[Collected data]
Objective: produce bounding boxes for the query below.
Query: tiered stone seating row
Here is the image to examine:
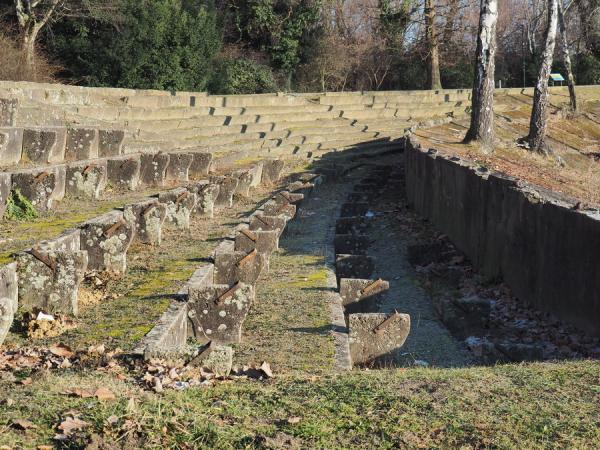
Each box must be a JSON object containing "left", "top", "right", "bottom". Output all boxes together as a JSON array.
[{"left": 0, "top": 157, "right": 288, "bottom": 346}]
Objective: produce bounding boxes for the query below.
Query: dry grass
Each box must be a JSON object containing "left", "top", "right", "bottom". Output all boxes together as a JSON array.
[
  {"left": 414, "top": 90, "right": 600, "bottom": 205},
  {"left": 0, "top": 31, "right": 59, "bottom": 83}
]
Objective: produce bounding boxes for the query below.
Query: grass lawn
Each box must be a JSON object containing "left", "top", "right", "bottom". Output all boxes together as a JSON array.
[{"left": 0, "top": 360, "right": 598, "bottom": 448}]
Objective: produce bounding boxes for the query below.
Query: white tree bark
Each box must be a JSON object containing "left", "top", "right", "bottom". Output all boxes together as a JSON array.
[
  {"left": 558, "top": 1, "right": 577, "bottom": 111},
  {"left": 464, "top": 0, "right": 498, "bottom": 152},
  {"left": 527, "top": 0, "right": 559, "bottom": 154},
  {"left": 14, "top": 0, "right": 62, "bottom": 69}
]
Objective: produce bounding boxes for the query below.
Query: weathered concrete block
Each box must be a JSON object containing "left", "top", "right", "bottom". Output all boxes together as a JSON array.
[
  {"left": 348, "top": 312, "right": 411, "bottom": 365},
  {"left": 200, "top": 343, "right": 233, "bottom": 377},
  {"left": 186, "top": 264, "right": 215, "bottom": 293},
  {"left": 65, "top": 160, "right": 107, "bottom": 199},
  {"left": 287, "top": 181, "right": 314, "bottom": 199},
  {"left": 233, "top": 170, "right": 253, "bottom": 197},
  {"left": 0, "top": 99, "right": 17, "bottom": 127},
  {"left": 335, "top": 254, "right": 375, "bottom": 280},
  {"left": 188, "top": 152, "right": 212, "bottom": 179},
  {"left": 190, "top": 182, "right": 220, "bottom": 218},
  {"left": 340, "top": 202, "right": 369, "bottom": 217},
  {"left": 263, "top": 199, "right": 296, "bottom": 219},
  {"left": 140, "top": 152, "right": 170, "bottom": 187},
  {"left": 187, "top": 283, "right": 254, "bottom": 344},
  {"left": 124, "top": 199, "right": 168, "bottom": 246},
  {"left": 0, "top": 262, "right": 18, "bottom": 346},
  {"left": 22, "top": 128, "right": 66, "bottom": 164},
  {"left": 107, "top": 156, "right": 141, "bottom": 191},
  {"left": 273, "top": 191, "right": 304, "bottom": 207},
  {"left": 80, "top": 211, "right": 135, "bottom": 274},
  {"left": 98, "top": 129, "right": 124, "bottom": 157},
  {"left": 137, "top": 301, "right": 189, "bottom": 358},
  {"left": 212, "top": 176, "right": 239, "bottom": 208},
  {"left": 234, "top": 227, "right": 279, "bottom": 255},
  {"left": 334, "top": 234, "right": 370, "bottom": 255},
  {"left": 11, "top": 169, "right": 58, "bottom": 212},
  {"left": 214, "top": 249, "right": 266, "bottom": 286},
  {"left": 212, "top": 240, "right": 235, "bottom": 260},
  {"left": 65, "top": 128, "right": 98, "bottom": 161},
  {"left": 16, "top": 245, "right": 88, "bottom": 315},
  {"left": 339, "top": 278, "right": 389, "bottom": 314},
  {"left": 249, "top": 213, "right": 287, "bottom": 235},
  {"left": 40, "top": 228, "right": 82, "bottom": 253},
  {"left": 336, "top": 217, "right": 369, "bottom": 235},
  {"left": 261, "top": 159, "right": 285, "bottom": 185},
  {"left": 248, "top": 162, "right": 263, "bottom": 187},
  {"left": 166, "top": 152, "right": 194, "bottom": 183},
  {"left": 158, "top": 188, "right": 197, "bottom": 229},
  {"left": 0, "top": 127, "right": 23, "bottom": 166},
  {"left": 0, "top": 173, "right": 11, "bottom": 219}
]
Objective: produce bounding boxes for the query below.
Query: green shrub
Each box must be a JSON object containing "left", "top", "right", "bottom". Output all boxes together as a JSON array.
[
  {"left": 4, "top": 189, "right": 37, "bottom": 221},
  {"left": 209, "top": 58, "right": 277, "bottom": 94},
  {"left": 48, "top": 0, "right": 221, "bottom": 91}
]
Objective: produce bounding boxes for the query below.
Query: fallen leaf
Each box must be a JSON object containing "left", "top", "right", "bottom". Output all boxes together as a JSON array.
[
  {"left": 12, "top": 419, "right": 37, "bottom": 430},
  {"left": 49, "top": 343, "right": 74, "bottom": 358},
  {"left": 57, "top": 416, "right": 89, "bottom": 436},
  {"left": 20, "top": 377, "right": 32, "bottom": 386},
  {"left": 63, "top": 388, "right": 94, "bottom": 398},
  {"left": 105, "top": 415, "right": 119, "bottom": 425},
  {"left": 94, "top": 387, "right": 116, "bottom": 401},
  {"left": 287, "top": 417, "right": 301, "bottom": 424},
  {"left": 260, "top": 361, "right": 273, "bottom": 378},
  {"left": 37, "top": 445, "right": 53, "bottom": 450}
]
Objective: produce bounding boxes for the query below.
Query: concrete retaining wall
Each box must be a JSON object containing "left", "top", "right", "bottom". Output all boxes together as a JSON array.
[{"left": 404, "top": 137, "right": 600, "bottom": 336}]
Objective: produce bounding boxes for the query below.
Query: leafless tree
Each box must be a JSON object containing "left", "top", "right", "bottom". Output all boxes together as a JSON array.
[
  {"left": 526, "top": 0, "right": 559, "bottom": 154},
  {"left": 464, "top": 0, "right": 498, "bottom": 151},
  {"left": 424, "top": 0, "right": 442, "bottom": 89},
  {"left": 14, "top": 0, "right": 63, "bottom": 69},
  {"left": 558, "top": 0, "right": 577, "bottom": 111}
]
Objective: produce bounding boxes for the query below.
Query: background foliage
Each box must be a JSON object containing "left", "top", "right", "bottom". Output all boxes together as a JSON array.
[{"left": 0, "top": 0, "right": 599, "bottom": 93}]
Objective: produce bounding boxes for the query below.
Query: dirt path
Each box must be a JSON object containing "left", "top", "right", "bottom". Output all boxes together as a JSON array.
[
  {"left": 367, "top": 166, "right": 473, "bottom": 367},
  {"left": 235, "top": 178, "right": 352, "bottom": 373}
]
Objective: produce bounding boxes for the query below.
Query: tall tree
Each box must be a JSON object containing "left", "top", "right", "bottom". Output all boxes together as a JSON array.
[
  {"left": 14, "top": 0, "right": 62, "bottom": 69},
  {"left": 526, "top": 0, "right": 559, "bottom": 154},
  {"left": 464, "top": 0, "right": 498, "bottom": 151},
  {"left": 558, "top": 0, "right": 577, "bottom": 111},
  {"left": 424, "top": 0, "right": 442, "bottom": 89}
]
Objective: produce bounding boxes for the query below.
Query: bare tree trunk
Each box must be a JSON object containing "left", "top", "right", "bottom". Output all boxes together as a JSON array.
[
  {"left": 558, "top": 1, "right": 577, "bottom": 111},
  {"left": 464, "top": 0, "right": 498, "bottom": 152},
  {"left": 527, "top": 0, "right": 559, "bottom": 154},
  {"left": 425, "top": 0, "right": 442, "bottom": 90},
  {"left": 14, "top": 0, "right": 61, "bottom": 71}
]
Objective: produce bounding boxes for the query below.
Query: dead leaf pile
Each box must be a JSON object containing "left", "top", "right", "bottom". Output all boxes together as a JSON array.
[
  {"left": 138, "top": 359, "right": 274, "bottom": 392},
  {"left": 55, "top": 416, "right": 90, "bottom": 441}
]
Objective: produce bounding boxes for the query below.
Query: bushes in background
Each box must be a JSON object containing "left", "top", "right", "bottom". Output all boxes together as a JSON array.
[{"left": 208, "top": 58, "right": 277, "bottom": 94}]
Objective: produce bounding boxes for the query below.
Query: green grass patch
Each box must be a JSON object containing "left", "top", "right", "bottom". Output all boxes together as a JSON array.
[
  {"left": 4, "top": 189, "right": 37, "bottom": 221},
  {"left": 1, "top": 361, "right": 599, "bottom": 448}
]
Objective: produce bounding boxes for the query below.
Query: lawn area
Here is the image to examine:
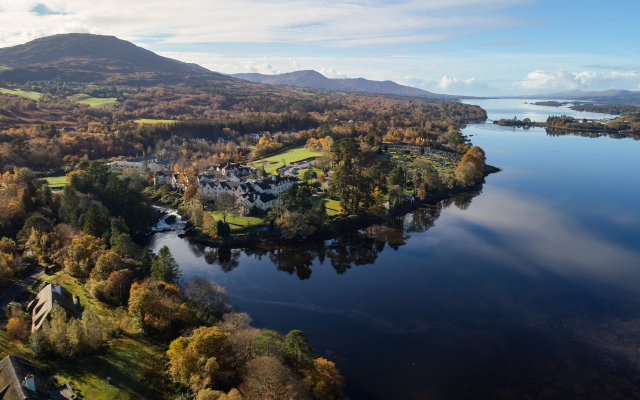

→ **Description of the task**:
Find the number of lines above that hold the word "concrete", then write that number by itself.

→ **Solution for this problem**:
2